▶ _What you should do_
Reproduce the lines from the start of the records through the line containing "442 276 L 450", replacing "top-left" with "upper-left" and changing nothing else. Leave the pictures out of your answer.

+++

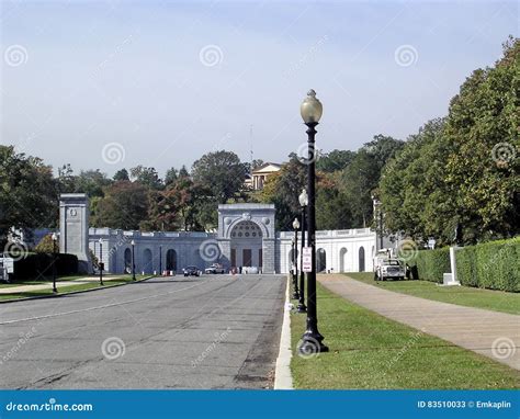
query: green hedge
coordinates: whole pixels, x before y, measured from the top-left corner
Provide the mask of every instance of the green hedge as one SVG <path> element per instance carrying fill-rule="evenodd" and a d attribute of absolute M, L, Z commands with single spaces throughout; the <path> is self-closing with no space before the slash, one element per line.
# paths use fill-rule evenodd
<path fill-rule="evenodd" d="M 462 285 L 520 292 L 520 237 L 466 246 L 455 256 Z M 442 283 L 443 273 L 451 272 L 450 249 L 420 250 L 408 264 L 417 268 L 419 280 Z"/>
<path fill-rule="evenodd" d="M 442 276 L 450 272 L 450 249 L 419 250 L 408 262 L 417 267 L 419 280 L 442 283 Z"/>
<path fill-rule="evenodd" d="M 455 254 L 462 285 L 520 292 L 520 237 L 467 246 Z"/>
<path fill-rule="evenodd" d="M 56 256 L 56 272 L 58 275 L 74 275 L 78 273 L 78 257 L 75 254 L 58 253 Z M 38 276 L 53 274 L 53 254 L 27 253 L 23 259 L 14 261 L 12 279 L 33 280 Z"/>

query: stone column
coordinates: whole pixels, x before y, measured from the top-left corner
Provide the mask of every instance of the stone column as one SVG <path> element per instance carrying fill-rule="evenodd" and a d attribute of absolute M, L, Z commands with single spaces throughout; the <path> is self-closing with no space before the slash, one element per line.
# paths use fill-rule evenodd
<path fill-rule="evenodd" d="M 89 254 L 89 199 L 84 193 L 59 197 L 59 251 L 78 257 L 78 272 L 91 273 Z"/>
<path fill-rule="evenodd" d="M 275 273 L 274 238 L 263 238 L 262 258 L 262 273 Z"/>
<path fill-rule="evenodd" d="M 218 247 L 221 248 L 221 263 L 226 270 L 231 267 L 231 241 L 229 239 L 218 239 Z"/>

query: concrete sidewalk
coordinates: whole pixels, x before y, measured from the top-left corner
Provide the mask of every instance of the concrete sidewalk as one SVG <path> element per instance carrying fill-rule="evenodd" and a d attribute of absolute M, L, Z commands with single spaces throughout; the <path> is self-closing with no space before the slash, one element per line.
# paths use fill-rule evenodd
<path fill-rule="evenodd" d="M 318 281 L 392 320 L 520 370 L 520 316 L 399 294 L 340 274 L 318 275 Z"/>
<path fill-rule="evenodd" d="M 114 280 L 118 280 L 120 278 L 103 278 L 103 281 L 110 282 Z M 88 284 L 90 282 L 99 282 L 100 278 L 99 276 L 86 276 L 81 278 L 78 280 L 71 280 L 71 281 L 58 281 L 56 282 L 56 286 L 63 287 L 63 286 L 74 286 L 74 285 L 82 285 L 82 284 Z M 34 284 L 34 285 L 19 285 L 19 286 L 5 286 L 0 288 L 0 294 L 18 294 L 18 293 L 31 293 L 34 291 L 43 291 L 43 290 L 52 290 L 53 288 L 53 283 L 48 282 L 45 284 Z"/>

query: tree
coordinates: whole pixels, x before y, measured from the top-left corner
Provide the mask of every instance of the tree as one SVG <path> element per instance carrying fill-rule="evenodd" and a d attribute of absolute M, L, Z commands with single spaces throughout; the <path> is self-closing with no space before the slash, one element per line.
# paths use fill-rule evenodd
<path fill-rule="evenodd" d="M 52 168 L 36 157 L 0 146 L 0 241 L 11 227 L 32 229 L 56 225 L 57 184 Z"/>
<path fill-rule="evenodd" d="M 519 53 L 510 38 L 495 67 L 461 86 L 448 116 L 410 136 L 387 165 L 380 192 L 389 229 L 441 245 L 457 225 L 465 244 L 520 233 Z"/>
<path fill-rule="evenodd" d="M 343 170 L 352 162 L 354 156 L 355 151 L 338 149 L 321 154 L 316 161 L 316 170 L 326 173 Z"/>
<path fill-rule="evenodd" d="M 450 216 L 451 199 L 443 184 L 444 125 L 442 118 L 426 123 L 385 166 L 378 197 L 387 230 L 426 240 L 430 236 L 443 237 L 454 228 L 456 220 Z M 438 218 L 442 224 L 436 222 Z"/>
<path fill-rule="evenodd" d="M 168 169 L 165 177 L 165 184 L 168 186 L 179 179 L 179 171 L 176 168 Z"/>
<path fill-rule="evenodd" d="M 54 252 L 54 240 L 53 235 L 45 235 L 42 240 L 34 247 L 34 251 L 38 253 L 53 253 Z"/>
<path fill-rule="evenodd" d="M 142 165 L 131 169 L 132 179 L 148 189 L 160 191 L 163 188 L 162 181 L 155 168 L 146 168 Z"/>
<path fill-rule="evenodd" d="M 95 227 L 138 229 L 148 215 L 148 190 L 138 182 L 120 181 L 105 190 L 98 203 Z"/>
<path fill-rule="evenodd" d="M 225 204 L 244 189 L 247 169 L 235 152 L 215 151 L 202 156 L 193 163 L 195 183 L 205 185 L 215 201 Z"/>
<path fill-rule="evenodd" d="M 316 227 L 318 230 L 352 228 L 352 214 L 347 195 L 339 188 L 340 177 L 317 173 Z"/>
<path fill-rule="evenodd" d="M 110 184 L 112 184 L 112 181 L 99 169 L 82 170 L 75 179 L 72 192 L 86 193 L 90 199 L 94 196 L 103 197 L 103 189 Z"/>
<path fill-rule="evenodd" d="M 292 230 L 294 217 L 301 213 L 298 196 L 306 186 L 306 166 L 293 152 L 289 162 L 269 175 L 260 195 L 260 201 L 272 203 L 276 208 L 276 229 Z"/>
<path fill-rule="evenodd" d="M 474 71 L 450 104 L 445 181 L 466 242 L 520 231 L 519 61 L 520 39 L 510 37 L 495 67 Z"/>
<path fill-rule="evenodd" d="M 124 168 L 117 170 L 112 179 L 115 180 L 115 181 L 129 180 L 128 170 L 126 170 Z"/>
<path fill-rule="evenodd" d="M 385 163 L 398 152 L 404 141 L 375 135 L 361 147 L 341 172 L 341 188 L 350 204 L 352 224 L 366 227 L 372 224 L 373 201 Z"/>

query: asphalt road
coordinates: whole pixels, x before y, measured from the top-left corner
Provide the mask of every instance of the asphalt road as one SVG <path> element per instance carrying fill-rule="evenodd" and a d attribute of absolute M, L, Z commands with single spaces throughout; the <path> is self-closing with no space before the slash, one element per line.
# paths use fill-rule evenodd
<path fill-rule="evenodd" d="M 0 304 L 1 388 L 268 388 L 280 275 L 161 278 Z"/>

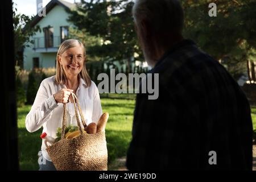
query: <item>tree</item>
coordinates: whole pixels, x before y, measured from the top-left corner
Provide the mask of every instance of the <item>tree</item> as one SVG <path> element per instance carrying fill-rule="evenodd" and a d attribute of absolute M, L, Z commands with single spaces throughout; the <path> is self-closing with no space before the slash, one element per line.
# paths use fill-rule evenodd
<path fill-rule="evenodd" d="M 36 31 L 40 31 L 40 28 L 39 26 L 31 26 L 33 17 L 17 14 L 16 7 L 14 8 L 13 17 L 16 64 L 23 68 L 23 50 L 25 46 L 28 46 L 25 44 L 26 43 L 33 43 L 33 40 L 31 40 L 30 37 L 35 35 Z"/>
<path fill-rule="evenodd" d="M 212 1 L 217 17 L 208 15 L 209 1 L 183 1 L 184 34 L 226 65 L 236 79 L 246 71 L 247 60 L 256 49 L 256 2 Z"/>
<path fill-rule="evenodd" d="M 100 44 L 88 47 L 90 54 L 125 63 L 129 72 L 134 53 L 142 55 L 131 15 L 133 4 L 130 0 L 82 0 L 69 18 L 80 31 L 100 38 Z"/>

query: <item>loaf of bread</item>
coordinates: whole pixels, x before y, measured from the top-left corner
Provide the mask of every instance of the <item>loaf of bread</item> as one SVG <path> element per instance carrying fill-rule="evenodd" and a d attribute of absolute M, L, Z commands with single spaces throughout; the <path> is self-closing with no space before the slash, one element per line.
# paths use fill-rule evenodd
<path fill-rule="evenodd" d="M 101 115 L 100 119 L 98 121 L 98 125 L 97 126 L 97 133 L 105 131 L 106 125 L 109 119 L 109 113 L 105 113 Z"/>

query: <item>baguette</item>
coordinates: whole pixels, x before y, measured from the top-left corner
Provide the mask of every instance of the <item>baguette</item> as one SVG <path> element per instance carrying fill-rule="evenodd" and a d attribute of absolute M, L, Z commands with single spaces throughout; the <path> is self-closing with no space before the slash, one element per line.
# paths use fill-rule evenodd
<path fill-rule="evenodd" d="M 102 114 L 102 115 L 101 115 L 100 119 L 98 121 L 98 125 L 97 126 L 97 133 L 105 131 L 109 117 L 109 114 L 108 113 L 105 113 Z"/>

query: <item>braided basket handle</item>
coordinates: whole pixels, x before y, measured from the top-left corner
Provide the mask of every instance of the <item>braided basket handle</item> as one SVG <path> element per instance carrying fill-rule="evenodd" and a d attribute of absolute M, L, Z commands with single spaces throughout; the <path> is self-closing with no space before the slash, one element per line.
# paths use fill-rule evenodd
<path fill-rule="evenodd" d="M 82 133 L 82 129 L 81 126 L 81 123 L 79 119 L 79 114 L 81 117 L 81 119 L 82 120 L 82 125 L 84 125 L 84 127 L 85 128 L 85 127 L 86 127 L 87 125 L 85 123 L 85 120 L 84 119 L 84 115 L 82 114 L 82 110 L 81 109 L 77 97 L 76 97 L 76 94 L 75 94 L 75 93 L 73 93 L 73 92 L 71 93 L 71 96 L 73 97 L 73 100 L 74 101 L 74 107 L 75 107 L 75 111 L 76 113 L 76 121 L 77 122 L 77 126 L 79 129 L 80 134 L 82 135 L 83 133 Z M 77 108 L 79 111 L 77 111 Z M 63 104 L 63 109 L 64 111 L 63 111 L 63 118 L 62 120 L 61 139 L 65 138 L 65 129 L 66 128 L 67 126 L 67 113 L 66 113 L 67 110 L 65 104 Z"/>

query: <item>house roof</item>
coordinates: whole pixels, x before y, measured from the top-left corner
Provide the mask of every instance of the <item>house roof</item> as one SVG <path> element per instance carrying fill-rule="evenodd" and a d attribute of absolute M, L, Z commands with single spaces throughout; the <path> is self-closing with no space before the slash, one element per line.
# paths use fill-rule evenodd
<path fill-rule="evenodd" d="M 67 10 L 71 10 L 76 7 L 76 4 L 63 0 L 52 0 L 46 6 L 46 14 L 47 14 L 56 5 L 60 5 Z M 44 16 L 39 16 L 37 14 L 32 20 L 31 26 L 34 27 L 36 24 Z"/>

+++

▶ _Exercise response_
query: green hedge
coordinates: whole pixels, x before y, measured from the upper-left corner
Provide the mask of every instance of the green hedge as one SVG <path> element per instance carrying fill-rule="evenodd" and a d attribute of absolute M, L, Z commands with single spaces throughout; the <path> is self-closing with no space before the slash, one element per line.
# paths use fill-rule evenodd
<path fill-rule="evenodd" d="M 462 285 L 520 292 L 520 237 L 466 246 L 455 256 Z M 442 283 L 443 273 L 451 272 L 450 249 L 420 250 L 408 264 L 417 268 L 419 280 Z"/>
<path fill-rule="evenodd" d="M 442 276 L 450 272 L 450 249 L 419 250 L 408 262 L 417 267 L 419 280 L 442 283 Z"/>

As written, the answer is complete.